WHAT YOU WILL DO:
Exactly and only the lines from the one with "Point out every instance of the white jacket" through the end of the listing are to be transcribed, both ends included.

Records from a point labeling set:
%%
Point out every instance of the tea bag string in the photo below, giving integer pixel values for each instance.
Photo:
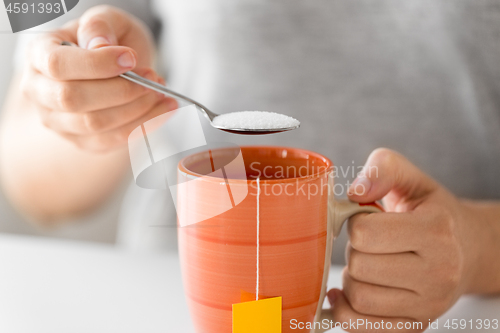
(258, 241)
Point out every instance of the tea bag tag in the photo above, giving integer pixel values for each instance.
(263, 316)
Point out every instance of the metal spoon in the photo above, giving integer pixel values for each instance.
(131, 76)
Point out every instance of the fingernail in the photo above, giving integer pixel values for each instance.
(126, 60)
(360, 186)
(97, 42)
(331, 297)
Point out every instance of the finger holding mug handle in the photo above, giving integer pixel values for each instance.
(338, 213)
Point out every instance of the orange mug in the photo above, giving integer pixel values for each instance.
(289, 192)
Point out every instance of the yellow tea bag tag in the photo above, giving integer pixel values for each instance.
(262, 316)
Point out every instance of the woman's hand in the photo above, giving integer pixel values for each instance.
(76, 91)
(411, 264)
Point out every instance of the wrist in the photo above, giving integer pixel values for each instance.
(481, 232)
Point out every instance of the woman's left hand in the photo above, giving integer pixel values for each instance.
(411, 264)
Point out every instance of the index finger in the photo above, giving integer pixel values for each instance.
(65, 63)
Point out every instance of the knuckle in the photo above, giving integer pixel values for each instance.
(358, 301)
(357, 236)
(53, 65)
(384, 157)
(354, 265)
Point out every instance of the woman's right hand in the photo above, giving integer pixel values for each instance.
(76, 90)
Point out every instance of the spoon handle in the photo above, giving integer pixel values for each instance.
(131, 76)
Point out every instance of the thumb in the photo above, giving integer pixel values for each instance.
(386, 171)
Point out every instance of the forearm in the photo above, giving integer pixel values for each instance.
(486, 217)
(44, 175)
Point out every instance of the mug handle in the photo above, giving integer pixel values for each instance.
(338, 213)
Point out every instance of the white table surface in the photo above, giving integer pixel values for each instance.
(62, 286)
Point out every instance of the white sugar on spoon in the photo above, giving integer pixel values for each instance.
(255, 121)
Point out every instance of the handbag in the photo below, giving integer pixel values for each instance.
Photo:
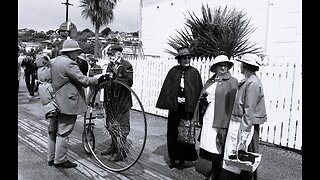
(203, 105)
(186, 131)
(247, 161)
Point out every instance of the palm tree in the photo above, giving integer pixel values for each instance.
(100, 12)
(217, 32)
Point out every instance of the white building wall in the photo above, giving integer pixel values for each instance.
(277, 24)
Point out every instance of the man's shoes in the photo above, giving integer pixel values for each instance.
(180, 165)
(51, 163)
(67, 164)
(110, 151)
(172, 164)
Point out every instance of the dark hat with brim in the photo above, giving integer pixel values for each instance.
(114, 48)
(251, 59)
(183, 51)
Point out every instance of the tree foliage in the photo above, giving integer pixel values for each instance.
(221, 31)
(100, 12)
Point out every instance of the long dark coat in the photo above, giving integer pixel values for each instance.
(168, 100)
(169, 92)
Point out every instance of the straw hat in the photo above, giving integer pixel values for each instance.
(114, 48)
(220, 59)
(70, 45)
(183, 51)
(83, 57)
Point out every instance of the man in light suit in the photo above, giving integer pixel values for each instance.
(67, 82)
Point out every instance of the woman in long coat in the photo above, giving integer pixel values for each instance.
(249, 111)
(220, 91)
(179, 94)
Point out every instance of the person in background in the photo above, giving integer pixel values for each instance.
(82, 61)
(67, 82)
(122, 71)
(94, 67)
(30, 73)
(249, 111)
(179, 94)
(219, 91)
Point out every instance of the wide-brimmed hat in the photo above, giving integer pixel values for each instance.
(70, 45)
(251, 59)
(41, 59)
(83, 57)
(220, 59)
(183, 51)
(114, 48)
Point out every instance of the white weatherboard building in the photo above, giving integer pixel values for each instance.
(278, 23)
(278, 31)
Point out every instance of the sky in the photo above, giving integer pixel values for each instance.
(44, 15)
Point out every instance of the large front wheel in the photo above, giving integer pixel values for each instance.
(120, 126)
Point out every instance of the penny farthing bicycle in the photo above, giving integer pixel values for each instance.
(102, 123)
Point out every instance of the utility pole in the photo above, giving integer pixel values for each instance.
(67, 16)
(67, 8)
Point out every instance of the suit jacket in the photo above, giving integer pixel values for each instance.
(224, 100)
(71, 97)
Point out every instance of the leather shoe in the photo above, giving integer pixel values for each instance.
(67, 164)
(180, 165)
(172, 164)
(51, 163)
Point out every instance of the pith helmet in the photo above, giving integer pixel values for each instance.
(70, 45)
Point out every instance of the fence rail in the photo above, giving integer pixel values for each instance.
(281, 79)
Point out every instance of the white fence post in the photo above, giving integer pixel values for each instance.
(281, 80)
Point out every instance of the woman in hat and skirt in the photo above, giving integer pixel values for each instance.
(249, 111)
(219, 91)
(179, 94)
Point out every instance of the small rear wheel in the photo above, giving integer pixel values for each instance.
(88, 141)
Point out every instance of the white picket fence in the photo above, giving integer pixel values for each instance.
(281, 79)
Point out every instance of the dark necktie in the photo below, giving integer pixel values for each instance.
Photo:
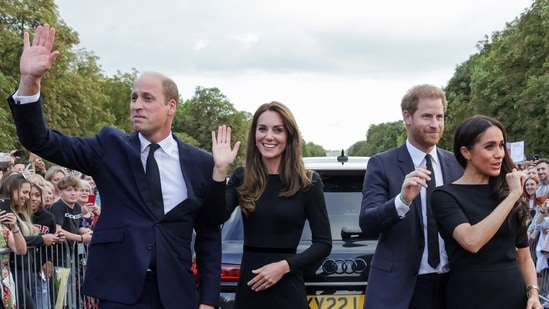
(153, 177)
(432, 231)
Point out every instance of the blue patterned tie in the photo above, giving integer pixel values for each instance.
(153, 177)
(432, 231)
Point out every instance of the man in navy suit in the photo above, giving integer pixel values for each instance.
(139, 256)
(394, 208)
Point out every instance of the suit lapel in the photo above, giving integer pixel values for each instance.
(138, 172)
(407, 166)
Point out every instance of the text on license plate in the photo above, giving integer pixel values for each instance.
(335, 301)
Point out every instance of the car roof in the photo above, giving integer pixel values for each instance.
(332, 163)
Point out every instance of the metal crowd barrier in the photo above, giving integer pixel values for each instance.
(47, 277)
(543, 274)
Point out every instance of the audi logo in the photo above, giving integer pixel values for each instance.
(344, 266)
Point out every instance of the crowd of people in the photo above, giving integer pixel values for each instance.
(53, 211)
(455, 227)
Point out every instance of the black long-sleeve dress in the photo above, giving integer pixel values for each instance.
(491, 277)
(272, 233)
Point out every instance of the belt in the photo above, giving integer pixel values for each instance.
(269, 250)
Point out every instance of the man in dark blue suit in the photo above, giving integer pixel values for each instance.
(139, 256)
(394, 207)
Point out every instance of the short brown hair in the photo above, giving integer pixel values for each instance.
(411, 98)
(69, 181)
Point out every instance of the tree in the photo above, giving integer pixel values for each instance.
(204, 112)
(379, 138)
(312, 150)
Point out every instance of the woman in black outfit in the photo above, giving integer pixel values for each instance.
(482, 219)
(276, 195)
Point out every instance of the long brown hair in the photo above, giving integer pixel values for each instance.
(292, 170)
(468, 134)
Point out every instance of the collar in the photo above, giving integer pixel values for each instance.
(418, 156)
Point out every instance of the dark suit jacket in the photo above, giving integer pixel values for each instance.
(398, 254)
(127, 230)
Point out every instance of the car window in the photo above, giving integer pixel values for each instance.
(343, 195)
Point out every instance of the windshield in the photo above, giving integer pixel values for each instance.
(343, 195)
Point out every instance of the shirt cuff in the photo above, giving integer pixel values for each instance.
(401, 208)
(21, 99)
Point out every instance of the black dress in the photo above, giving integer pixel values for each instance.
(271, 233)
(491, 277)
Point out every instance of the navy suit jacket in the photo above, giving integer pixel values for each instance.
(395, 264)
(127, 230)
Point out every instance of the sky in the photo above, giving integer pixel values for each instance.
(340, 66)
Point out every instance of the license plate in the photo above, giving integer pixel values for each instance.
(335, 301)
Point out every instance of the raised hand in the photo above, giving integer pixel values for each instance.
(222, 152)
(37, 59)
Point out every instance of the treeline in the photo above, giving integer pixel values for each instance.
(80, 98)
(507, 78)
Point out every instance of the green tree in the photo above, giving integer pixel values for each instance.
(204, 112)
(312, 150)
(379, 138)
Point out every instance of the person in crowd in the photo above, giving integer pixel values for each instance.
(37, 179)
(19, 168)
(90, 211)
(39, 166)
(542, 168)
(10, 237)
(68, 213)
(44, 222)
(53, 175)
(149, 211)
(529, 188)
(394, 206)
(18, 188)
(49, 194)
(482, 219)
(94, 190)
(276, 195)
(541, 229)
(531, 171)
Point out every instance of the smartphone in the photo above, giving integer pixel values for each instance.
(5, 205)
(91, 198)
(19, 153)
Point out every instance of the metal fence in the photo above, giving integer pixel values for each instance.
(50, 277)
(47, 277)
(541, 269)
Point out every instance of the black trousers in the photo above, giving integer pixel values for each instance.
(430, 292)
(150, 299)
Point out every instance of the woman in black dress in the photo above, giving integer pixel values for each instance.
(483, 222)
(276, 195)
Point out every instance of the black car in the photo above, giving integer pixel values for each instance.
(338, 281)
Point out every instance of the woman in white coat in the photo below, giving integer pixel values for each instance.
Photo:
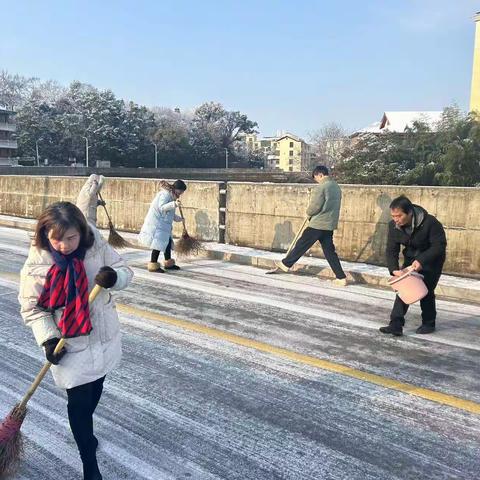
(156, 232)
(67, 257)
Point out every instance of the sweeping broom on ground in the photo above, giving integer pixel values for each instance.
(187, 245)
(294, 241)
(114, 238)
(11, 443)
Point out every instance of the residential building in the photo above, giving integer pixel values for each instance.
(285, 151)
(8, 144)
(398, 122)
(294, 154)
(475, 91)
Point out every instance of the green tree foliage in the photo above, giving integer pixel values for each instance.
(446, 155)
(60, 121)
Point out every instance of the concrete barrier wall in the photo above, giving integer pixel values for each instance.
(268, 216)
(127, 201)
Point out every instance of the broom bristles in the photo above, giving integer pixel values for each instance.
(115, 239)
(188, 246)
(11, 441)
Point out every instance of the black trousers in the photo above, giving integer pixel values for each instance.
(427, 304)
(167, 254)
(82, 402)
(306, 241)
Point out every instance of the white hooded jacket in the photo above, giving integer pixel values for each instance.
(89, 357)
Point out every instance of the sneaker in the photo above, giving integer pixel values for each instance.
(395, 331)
(154, 267)
(282, 266)
(423, 329)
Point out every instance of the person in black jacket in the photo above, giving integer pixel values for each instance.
(424, 242)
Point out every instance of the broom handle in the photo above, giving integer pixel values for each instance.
(297, 236)
(183, 218)
(93, 294)
(105, 208)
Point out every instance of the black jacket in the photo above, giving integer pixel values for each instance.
(427, 243)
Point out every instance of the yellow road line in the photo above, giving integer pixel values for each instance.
(425, 393)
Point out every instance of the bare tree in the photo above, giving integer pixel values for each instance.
(328, 144)
(15, 89)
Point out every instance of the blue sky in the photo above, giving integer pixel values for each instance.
(288, 65)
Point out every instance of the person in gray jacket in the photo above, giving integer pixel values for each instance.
(323, 213)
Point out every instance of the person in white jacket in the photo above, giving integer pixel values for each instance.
(67, 257)
(87, 200)
(156, 232)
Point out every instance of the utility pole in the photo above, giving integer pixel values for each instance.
(156, 155)
(86, 151)
(38, 156)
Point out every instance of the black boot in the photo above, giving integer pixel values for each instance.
(173, 267)
(90, 469)
(394, 330)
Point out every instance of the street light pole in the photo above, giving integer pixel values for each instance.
(86, 151)
(156, 154)
(38, 156)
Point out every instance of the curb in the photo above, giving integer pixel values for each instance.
(449, 288)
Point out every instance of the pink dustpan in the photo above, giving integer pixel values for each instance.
(410, 287)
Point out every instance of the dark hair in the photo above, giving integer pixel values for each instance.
(402, 203)
(320, 170)
(58, 218)
(179, 185)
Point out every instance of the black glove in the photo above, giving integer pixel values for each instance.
(106, 277)
(49, 346)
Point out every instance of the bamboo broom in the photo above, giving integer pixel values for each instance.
(187, 245)
(114, 238)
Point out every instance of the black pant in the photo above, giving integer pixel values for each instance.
(305, 242)
(427, 304)
(167, 254)
(82, 402)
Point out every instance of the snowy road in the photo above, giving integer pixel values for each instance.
(232, 374)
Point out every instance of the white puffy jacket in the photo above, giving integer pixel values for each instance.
(88, 357)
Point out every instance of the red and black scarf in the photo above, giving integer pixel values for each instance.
(66, 286)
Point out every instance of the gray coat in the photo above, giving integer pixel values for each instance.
(324, 208)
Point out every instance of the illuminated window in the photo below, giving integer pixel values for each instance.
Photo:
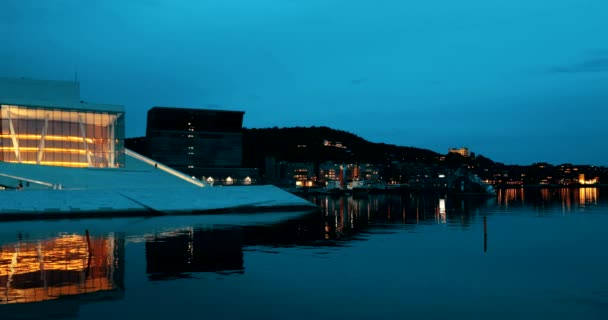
(68, 138)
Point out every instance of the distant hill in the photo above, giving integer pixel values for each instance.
(320, 144)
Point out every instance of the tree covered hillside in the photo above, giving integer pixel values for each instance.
(320, 144)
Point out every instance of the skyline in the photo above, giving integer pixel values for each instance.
(517, 82)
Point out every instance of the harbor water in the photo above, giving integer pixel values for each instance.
(524, 254)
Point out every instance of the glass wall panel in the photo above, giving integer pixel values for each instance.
(65, 142)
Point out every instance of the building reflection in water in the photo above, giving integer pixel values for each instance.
(69, 265)
(178, 253)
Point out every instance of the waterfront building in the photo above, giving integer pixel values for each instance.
(461, 151)
(52, 140)
(46, 123)
(203, 143)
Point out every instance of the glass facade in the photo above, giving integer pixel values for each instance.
(57, 137)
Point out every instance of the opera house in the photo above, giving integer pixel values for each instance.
(62, 156)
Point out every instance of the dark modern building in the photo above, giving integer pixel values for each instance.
(206, 144)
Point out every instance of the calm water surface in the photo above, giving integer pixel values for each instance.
(524, 254)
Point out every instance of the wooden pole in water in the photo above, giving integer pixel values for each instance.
(485, 234)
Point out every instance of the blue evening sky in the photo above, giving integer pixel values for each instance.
(518, 81)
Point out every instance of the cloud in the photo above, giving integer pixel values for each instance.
(595, 61)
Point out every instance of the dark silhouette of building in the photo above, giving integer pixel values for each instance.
(206, 144)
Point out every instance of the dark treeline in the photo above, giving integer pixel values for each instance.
(302, 144)
(321, 144)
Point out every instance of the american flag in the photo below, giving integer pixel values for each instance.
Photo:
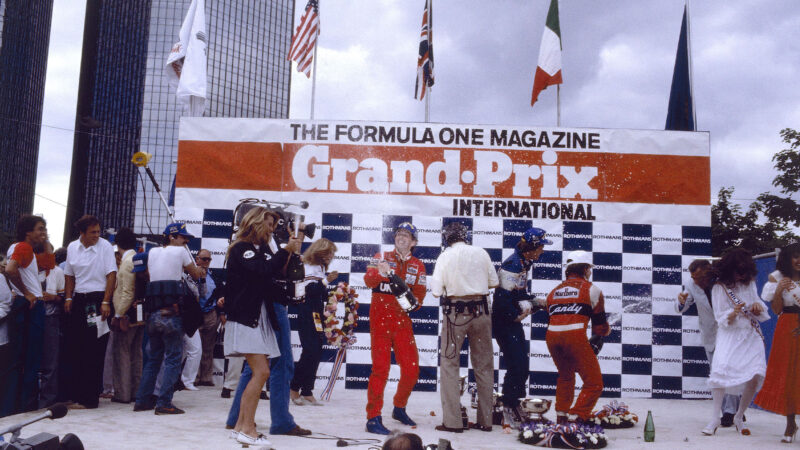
(425, 61)
(305, 38)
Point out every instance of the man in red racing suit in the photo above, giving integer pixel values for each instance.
(570, 306)
(390, 327)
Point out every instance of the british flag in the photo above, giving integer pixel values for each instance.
(425, 61)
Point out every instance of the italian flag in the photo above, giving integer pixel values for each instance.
(548, 71)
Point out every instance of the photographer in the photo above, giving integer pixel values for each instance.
(163, 298)
(316, 260)
(511, 305)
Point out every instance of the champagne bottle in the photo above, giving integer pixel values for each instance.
(649, 428)
(295, 276)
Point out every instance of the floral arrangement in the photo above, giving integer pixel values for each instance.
(341, 337)
(544, 433)
(615, 415)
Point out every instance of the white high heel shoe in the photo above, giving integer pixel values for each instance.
(711, 428)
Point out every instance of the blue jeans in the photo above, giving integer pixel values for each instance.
(281, 372)
(165, 343)
(244, 378)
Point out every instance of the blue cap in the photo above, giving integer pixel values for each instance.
(409, 227)
(139, 262)
(178, 228)
(534, 237)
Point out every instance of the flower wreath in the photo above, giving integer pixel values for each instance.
(615, 415)
(544, 433)
(343, 337)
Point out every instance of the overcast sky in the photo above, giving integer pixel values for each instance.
(618, 59)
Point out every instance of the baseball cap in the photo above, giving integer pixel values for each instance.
(534, 237)
(178, 228)
(139, 262)
(407, 226)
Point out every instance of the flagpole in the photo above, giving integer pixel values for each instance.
(428, 105)
(558, 105)
(691, 72)
(314, 82)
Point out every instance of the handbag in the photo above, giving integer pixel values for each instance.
(120, 324)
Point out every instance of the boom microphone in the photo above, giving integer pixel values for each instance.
(56, 411)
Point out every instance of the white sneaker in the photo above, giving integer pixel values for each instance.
(248, 440)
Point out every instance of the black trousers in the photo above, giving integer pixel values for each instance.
(305, 370)
(85, 351)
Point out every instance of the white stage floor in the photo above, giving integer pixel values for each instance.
(116, 426)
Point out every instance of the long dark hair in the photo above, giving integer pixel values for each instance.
(736, 261)
(784, 263)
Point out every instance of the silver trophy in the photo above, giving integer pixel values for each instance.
(535, 408)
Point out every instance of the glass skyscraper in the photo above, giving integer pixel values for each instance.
(125, 103)
(24, 40)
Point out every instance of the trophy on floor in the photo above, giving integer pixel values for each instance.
(534, 408)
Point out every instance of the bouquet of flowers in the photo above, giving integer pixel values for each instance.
(615, 415)
(544, 433)
(341, 337)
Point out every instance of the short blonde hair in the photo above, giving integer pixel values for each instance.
(253, 226)
(313, 254)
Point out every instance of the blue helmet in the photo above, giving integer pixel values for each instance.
(409, 227)
(532, 238)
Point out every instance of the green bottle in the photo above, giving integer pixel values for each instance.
(649, 428)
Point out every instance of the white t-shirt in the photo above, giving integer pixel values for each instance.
(167, 263)
(90, 265)
(6, 299)
(22, 253)
(463, 270)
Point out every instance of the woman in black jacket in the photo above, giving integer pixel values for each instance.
(311, 320)
(251, 290)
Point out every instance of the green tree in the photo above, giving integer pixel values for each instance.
(733, 227)
(784, 210)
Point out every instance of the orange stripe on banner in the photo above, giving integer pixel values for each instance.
(229, 165)
(624, 178)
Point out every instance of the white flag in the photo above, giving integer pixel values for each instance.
(187, 61)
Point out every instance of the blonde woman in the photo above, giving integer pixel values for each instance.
(251, 291)
(316, 259)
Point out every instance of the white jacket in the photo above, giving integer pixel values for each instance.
(708, 325)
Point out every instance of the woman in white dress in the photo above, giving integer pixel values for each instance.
(250, 292)
(739, 363)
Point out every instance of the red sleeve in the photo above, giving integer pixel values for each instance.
(373, 278)
(23, 254)
(419, 288)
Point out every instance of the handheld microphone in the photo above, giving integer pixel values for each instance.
(56, 411)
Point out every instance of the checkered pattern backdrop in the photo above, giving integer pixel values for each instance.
(651, 352)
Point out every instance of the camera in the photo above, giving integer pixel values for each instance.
%%
EXERCISE ANSWER:
Point out every instance of the white jacket in the photo above, giving integer pixel values for each instance.
(708, 325)
Point out every instance of the woman in white dress in the photo above, giving integer pixel values for each instance.
(250, 292)
(739, 363)
Point out every instance of the red sleeve in the photo above, giving integer pixel values for each instance.
(373, 278)
(23, 254)
(419, 288)
Point out every instance of the handheld microphone in the photo above, giving integer pixel values for each instance.
(56, 411)
Point out every instance of the checkered pattern backdrop in the photo above, giving integer pixel values for each instance.
(651, 352)
Point out every instance of the camera in the photo above, giving integer pixel values for each instance.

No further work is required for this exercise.